**TAREFAS A REALIZAR:**
- A) Segundo o relato sobre o trabalho em eventos, a que se devem os problemas que alguns amigos enfrentam em suas participações no evento?
- B) Prossiga com o relato sobre o trabalho em eventos a partir da última frase mostrada.

**TEXTO SELECIONADO:**
==============================

Cheguei até a ser sugerido fazer "por minha conta" de novo, como sempre fiz. Não sei se rio ou se choro. Como disse acima, fazer esse trabalho andarilho, de lá para cá, na ilusão da liberdade do centro de eventos, é extremamente desgastante. Cansaço físico, mental, má alimentação, claro que tudo isso faz parte do jogo, temperam o prato e mexem diretamente com o resultado criado, mas fazer isso apenas por mim já não me é tão interessante. Uma coisa é eu ir a um evento menor, algo independente e informal, de um amigo, e escrever pelo prazer do que vivi. Outra coisa é fazer isso para um evento que, mesmo em tempos difíceis, tem sim apoiadores e há sim verba. Quando se começa a perceber as nuances desse trabalho, aprendemos a nos poupar.

Soube também que alguns outros amigos também estão com problemas em suas participações no evento, graças às falhas de comunicação com os curadores e coordenadoria. Fiquei bastante surpreso com a decepção com que alguns me contaram suas histórias, do trabalho que já tinham feito e de repente não se ter qualquer garantia de que ele de fato será apresentado.

==============================

**DADOS BRUTOS:**
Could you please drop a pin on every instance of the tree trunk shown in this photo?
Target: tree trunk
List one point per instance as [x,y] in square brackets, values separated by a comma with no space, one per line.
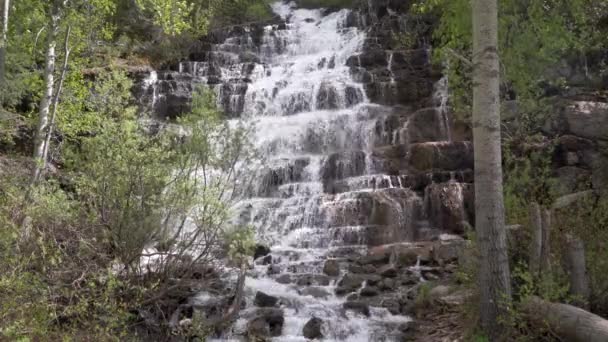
[49,134]
[3,44]
[49,85]
[494,282]
[536,241]
[570,323]
[574,259]
[545,259]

==============================

**RESPOSTAS DADAS:**
- A) Às falhas de comunicação com os curadores e a coordenadoria.

- B)
Meu Becos da Bienal infelizmente não ocorrerá. Talvez numa próxima edição, ou mesmo em outro evento, cidade. Mas ainda assim irei à Bienal 2019, há muitos amigos lançando livros e vivendo esse momento de glória e reconhecimento (e espero que recebendo algo). Sei, porém, que minha paixão maior pela literatura me fará sim escrever em meus cadernos essas vivências, mas ficarei apenas nisso. Isso me bastará dessa vez. Afinal, tudo começa no olhar, e segue caderno, até a escrita, a palavra escrita.

A XIII Bienal do Livro, com o insosso tema As Cidades e os Livros (falta peso, é um tema genérico e nem um pouco instigante ) acontece de 16 a 25 de agosto de 2019, no Centro de Eventos. A programação completa, tão confusa como sempre, está no site deles. Vamos ver se haverá o folder impresso já no primeiro dia (edit: acabei de chegar de lá, não houve). No mais, é sim uma conquista termos a Bienal numa época tão sombria, espero ao menos poder viver o melhor desta festa, que são não apenas os livros, mas as pessoas, cada vez mais as pessoas. Uma pena que se verá apenas a mesma cobertura arrastada e previsível de sempre, no primeiro dia já ditando o tom do último. É ver para crer. No meu caso, escrever.

Quem quiser ver o trabalho que fiz "por minha conta" nas edições passadas, é ver as postagens anteriores, do marcador 'Bienal do Livro'. As de 2017 ainda estão fresquinhas.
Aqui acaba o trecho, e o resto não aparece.